• [WORK ITEM]: Please print all the lines below exactly as they are written.

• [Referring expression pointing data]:
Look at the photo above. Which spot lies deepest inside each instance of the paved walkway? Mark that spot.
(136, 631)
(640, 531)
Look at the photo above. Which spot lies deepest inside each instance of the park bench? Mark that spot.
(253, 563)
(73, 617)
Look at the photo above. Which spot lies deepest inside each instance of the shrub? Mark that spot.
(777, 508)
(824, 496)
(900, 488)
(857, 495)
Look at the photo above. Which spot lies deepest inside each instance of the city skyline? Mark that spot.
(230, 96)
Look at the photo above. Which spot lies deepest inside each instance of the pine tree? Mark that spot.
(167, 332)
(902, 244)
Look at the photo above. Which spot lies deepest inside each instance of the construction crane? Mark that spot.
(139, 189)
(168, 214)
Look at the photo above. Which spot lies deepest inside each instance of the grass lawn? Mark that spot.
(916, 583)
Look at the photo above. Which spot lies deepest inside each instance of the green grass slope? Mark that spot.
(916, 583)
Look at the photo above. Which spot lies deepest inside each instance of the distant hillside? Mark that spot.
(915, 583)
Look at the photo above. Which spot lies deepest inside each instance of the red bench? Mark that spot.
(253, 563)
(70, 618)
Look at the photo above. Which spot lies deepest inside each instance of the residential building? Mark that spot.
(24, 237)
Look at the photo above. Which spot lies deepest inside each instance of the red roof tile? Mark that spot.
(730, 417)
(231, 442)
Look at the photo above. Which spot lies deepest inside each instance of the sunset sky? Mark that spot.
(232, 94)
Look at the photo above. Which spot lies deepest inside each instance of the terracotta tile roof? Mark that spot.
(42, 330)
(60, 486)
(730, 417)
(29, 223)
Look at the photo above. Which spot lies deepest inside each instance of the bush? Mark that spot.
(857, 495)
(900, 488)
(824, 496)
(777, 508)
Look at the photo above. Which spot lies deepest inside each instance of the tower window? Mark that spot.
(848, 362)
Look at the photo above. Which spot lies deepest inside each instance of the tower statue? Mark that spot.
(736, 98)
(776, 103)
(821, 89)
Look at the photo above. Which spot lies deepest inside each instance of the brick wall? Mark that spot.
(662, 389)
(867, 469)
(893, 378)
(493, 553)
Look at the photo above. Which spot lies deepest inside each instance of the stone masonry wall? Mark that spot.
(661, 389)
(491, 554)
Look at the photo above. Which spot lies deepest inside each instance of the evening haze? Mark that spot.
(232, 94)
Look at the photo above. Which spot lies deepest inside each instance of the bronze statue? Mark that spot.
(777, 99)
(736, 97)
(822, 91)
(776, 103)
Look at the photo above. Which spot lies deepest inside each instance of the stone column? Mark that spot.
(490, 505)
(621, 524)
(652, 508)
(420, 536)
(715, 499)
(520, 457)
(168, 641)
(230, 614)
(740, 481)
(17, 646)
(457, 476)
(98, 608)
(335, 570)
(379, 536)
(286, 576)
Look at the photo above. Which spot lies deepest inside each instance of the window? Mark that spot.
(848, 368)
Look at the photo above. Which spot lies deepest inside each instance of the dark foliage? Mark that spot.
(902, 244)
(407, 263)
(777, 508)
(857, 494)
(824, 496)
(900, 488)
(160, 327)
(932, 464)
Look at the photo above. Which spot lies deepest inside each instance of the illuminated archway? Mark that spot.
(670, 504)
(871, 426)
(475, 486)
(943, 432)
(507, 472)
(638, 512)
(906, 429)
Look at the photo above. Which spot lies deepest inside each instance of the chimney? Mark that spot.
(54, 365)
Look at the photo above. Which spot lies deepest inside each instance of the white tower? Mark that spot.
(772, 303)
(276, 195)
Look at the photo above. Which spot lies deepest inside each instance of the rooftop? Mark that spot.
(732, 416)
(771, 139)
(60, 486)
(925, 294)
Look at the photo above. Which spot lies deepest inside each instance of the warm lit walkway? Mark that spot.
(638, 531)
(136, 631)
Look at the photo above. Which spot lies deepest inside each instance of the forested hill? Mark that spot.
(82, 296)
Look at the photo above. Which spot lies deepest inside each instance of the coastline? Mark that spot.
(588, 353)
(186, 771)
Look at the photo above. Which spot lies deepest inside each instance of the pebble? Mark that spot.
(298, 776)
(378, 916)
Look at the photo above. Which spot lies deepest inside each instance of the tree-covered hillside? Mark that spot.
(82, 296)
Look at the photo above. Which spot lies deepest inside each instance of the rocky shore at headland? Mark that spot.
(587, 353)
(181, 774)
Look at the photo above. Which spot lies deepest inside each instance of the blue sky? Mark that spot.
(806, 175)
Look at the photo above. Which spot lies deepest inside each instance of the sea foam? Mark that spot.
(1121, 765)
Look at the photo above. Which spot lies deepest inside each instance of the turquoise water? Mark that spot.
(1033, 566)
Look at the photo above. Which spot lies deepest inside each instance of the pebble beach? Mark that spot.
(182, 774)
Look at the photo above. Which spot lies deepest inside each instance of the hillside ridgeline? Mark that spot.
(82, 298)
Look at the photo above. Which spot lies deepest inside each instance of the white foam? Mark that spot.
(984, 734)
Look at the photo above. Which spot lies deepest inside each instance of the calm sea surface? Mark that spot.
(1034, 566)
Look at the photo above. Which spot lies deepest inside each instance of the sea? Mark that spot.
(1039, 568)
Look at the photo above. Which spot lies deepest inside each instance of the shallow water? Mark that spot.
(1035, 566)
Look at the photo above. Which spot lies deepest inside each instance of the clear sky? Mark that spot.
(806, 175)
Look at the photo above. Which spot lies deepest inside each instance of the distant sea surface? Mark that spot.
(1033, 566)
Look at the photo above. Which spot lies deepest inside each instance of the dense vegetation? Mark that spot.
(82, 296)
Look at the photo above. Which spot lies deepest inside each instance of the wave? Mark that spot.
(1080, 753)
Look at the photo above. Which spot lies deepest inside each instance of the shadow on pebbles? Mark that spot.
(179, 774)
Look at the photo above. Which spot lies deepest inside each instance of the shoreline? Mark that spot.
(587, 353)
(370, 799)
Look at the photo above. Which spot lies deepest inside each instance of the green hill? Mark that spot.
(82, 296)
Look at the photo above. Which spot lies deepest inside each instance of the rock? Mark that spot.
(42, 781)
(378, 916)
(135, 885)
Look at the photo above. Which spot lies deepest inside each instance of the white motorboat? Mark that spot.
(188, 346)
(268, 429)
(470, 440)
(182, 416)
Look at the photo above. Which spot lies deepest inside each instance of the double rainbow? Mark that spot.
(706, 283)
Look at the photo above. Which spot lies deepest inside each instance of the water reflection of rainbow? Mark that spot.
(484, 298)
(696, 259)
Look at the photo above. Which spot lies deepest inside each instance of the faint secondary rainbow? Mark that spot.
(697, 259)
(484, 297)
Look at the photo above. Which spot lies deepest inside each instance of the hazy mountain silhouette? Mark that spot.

• [YOUR RESPONSE]:
Look at the photo above. Which spot lies deepest inside each instance of the paved walkway? Mark that spot.
(136, 631)
(640, 531)
Look at the photo above. Which spot lies deepest inside each instance of the park bench? Mark that spot.
(253, 563)
(73, 617)
Look at the photo above. Which spot lies deepest inside each instance of the shrub? Mark that spot.
(777, 508)
(824, 496)
(900, 488)
(857, 495)
Look at the photo above. Which spot lies deepest inside each instance of the city skyline? Mark that spot.
(230, 96)
Look at the photo above. Which spot lies deepest inside each instance of the pine tree? Mark that spot.
(167, 332)
(902, 244)
Look at the photo above. Which spot lies deepest inside each instance of the construction crane? Mark that spot.
(139, 189)
(168, 214)
Look at the photo above. Which spot lies deepest inside each instance of the grass lawn? Mark that spot.
(916, 583)
Look at the photo above. Which spot lies deepest inside each instance of the green grass slope? Mark that spot.
(916, 583)
Look at the photo above. Which spot lies deepest inside each instance of the distant hillside? Mark that spot.
(915, 583)
Look at the photo above. Which spot lies deepest inside each instance of the red bench? Mark that spot.
(253, 563)
(70, 618)
Look at the photo above. Which spot lies deepest inside each instance of the residential building? Mark that spot.
(24, 237)
Look at the photo above. Which spot lies deepest inside each instance of the red roof tile? Mark that spot.
(730, 417)
(231, 442)
Look at the photo above. Which spot lies deepest inside each instance of the sunset sky? Mark that spot.
(232, 94)
Look at the photo above. Which spot lies deepest inside each instance of the terracotta tile roof? Mark that spot.
(42, 330)
(60, 486)
(730, 417)
(29, 223)
Look at the photo above. Which spot lies deepest inside each instance of the bush? Mark that spot.
(857, 495)
(900, 488)
(824, 496)
(777, 508)
Look at the photo above. Which spot lies deepest inside each instance of the tower window? Mark that spot.
(848, 362)
Look at the photo above. Which spot lies deepest inside each instance of the tower statue? Mark that spot.
(736, 98)
(776, 103)
(821, 89)
Look at the photo above. Which spot lies deepest inside each instance of the brick wall? Mark that spot.
(662, 389)
(867, 469)
(893, 378)
(493, 553)
Look at the photo above. Which spot lies deepest inside each instance of the stone masonry wall? Mark that spot.
(661, 389)
(491, 554)
Look at the photo above. Which spot lies deepest inside each instance of the evening haze? Mark that spot.
(232, 94)
Look at the photo above. Which spot lies deepest inside each instance of the bronze statue? Mark that spot.
(777, 99)
(736, 97)
(822, 91)
(776, 103)
Look at the photo above. Which spot lies deepest inside each instance of the stone column? Mark that spot.
(490, 505)
(621, 524)
(652, 508)
(420, 536)
(715, 499)
(520, 457)
(168, 641)
(230, 614)
(740, 481)
(17, 646)
(457, 476)
(98, 608)
(335, 570)
(379, 536)
(286, 576)
Look at the photo above. Which spot lies deepest inside each instance of the window? Mark that spot.
(848, 368)
Look at the photo above. Which spot lies deepest inside each instance of the dark foliage? Mark that spot.
(902, 244)
(407, 263)
(777, 508)
(857, 494)
(824, 496)
(900, 488)
(160, 327)
(932, 464)
Look at the photo above. Which spot lies deepest inside each instance of the illuminated archway? Mark that spot.
(670, 504)
(871, 426)
(475, 486)
(943, 432)
(507, 472)
(638, 512)
(906, 429)
Look at the photo above. Which spot lies deepest inside each instance of the chimney? Mark that spot.
(54, 365)
Look at the photo above. Which spot lies deepest inside each instance of the white tower? Mark that spot.
(772, 303)
(276, 195)
Look at the photo above. Which spot lies deepest inside each instance of the rooftop? Mark that spot.
(732, 416)
(771, 139)
(60, 486)
(925, 294)
Look at the photo above. Which spot lies deepest inside each instance of the warm lit walkway? Mark that spot.
(638, 531)
(136, 631)
Look at the photo above. Which spot lies deepest inside each instance of the forested hill? Mark that spot.
(82, 296)
Look at the photo above. Which spot lies deepest inside each instance of the coastline? Mark that spot.
(588, 353)
(186, 771)
Look at the photo above. Which spot lies deepest inside each instance of the pebble? Mark that spot.
(298, 776)
(378, 916)
Look at the photo above. Which spot lies deepest inside each instance of the tree-covered hillside? Mark that spot.
(82, 296)
Look at the photo above. Which spot lies deepest inside each instance of the rocky shore at headland? Mark that spot.
(587, 353)
(181, 774)
Look at the photo above. Which spot lies deepest inside each instance of the blue sky? Mark that spot.
(806, 175)
Look at the photo above. Which spot lies deepest inside each instance of the sea foam? Mark that spot.
(1121, 765)
Look at the photo above. Which spot lies deepest inside each instance of the turquoise water? Mark that spot.
(1033, 566)
Look at the photo above. Which spot lies deepest inside each instance of the pebble beach? Mark that spot.
(182, 774)
Look at the photo above. Which spot lies deepest inside each instance of the hillside ridgeline? Mark that spot.
(82, 298)
Look at the photo above. Which spot lies deepest inside each instance of the white foam? Mark that spot.
(984, 734)
Look at the photo above. Which spot lies deepest inside each instance of the calm sea surface? Mark that spot.
(1034, 566)
Look at the photo above. Which spot lies deepest inside each instance of the sea? Mark that spot.
(1039, 568)
Look at the photo above. Which spot lies deepest inside each instance of the shallow water? Mark that spot.
(1035, 566)
Look at the photo above. Which spot lies deepest inside each instance of the clear sky? Mark that spot.
(806, 175)
Look at the photo above. Which spot lies deepest inside each instance of the distant sea surface? Mark that spot.
(1033, 566)
Look at the photo above. Which spot lies deepest inside each instance of the dense vegetation? Mark that spot.
(82, 296)
Look at the photo above. Which spot lies deepest inside each instance of the wave? Mark that spot.
(1080, 753)
Look at the photo above. Which spot lies deepest inside each instance of the shadow on pebbles? Mark that spot.
(179, 774)
Look at the photo above. Which spot lies deepest inside each instance of the shoreline? Mark that spot.
(587, 353)
(370, 799)
Look at the photo above. Which spot lies deepest inside each instance of the green hill? Mark that spot.
(82, 296)
Look at the photo above. Which spot lies deepest inside each instance of the rock? Mark that spot.
(42, 781)
(378, 916)
(135, 885)
Look at the photo above. Which spot lies deepest inside each instance of the white motorboat? Mark that spot.
(188, 346)
(268, 429)
(470, 440)
(182, 416)
Look at the photo above. Which spot lies deepest inside each instance of the double rainbow? Mark that spot.
(706, 283)
Look at the photo above. Which spot lies deepest inside each instance of the water reflection of rainbow? Mark that spot.
(484, 298)
(696, 259)
Look at the photo above. Which spot lies deepest inside each instance of the faint secondary rainbow? Mark that spot.
(697, 259)
(484, 297)
Look at the photo above. Which spot lies deepest inside each instance of the hazy mountain silhouette? Mark that spot.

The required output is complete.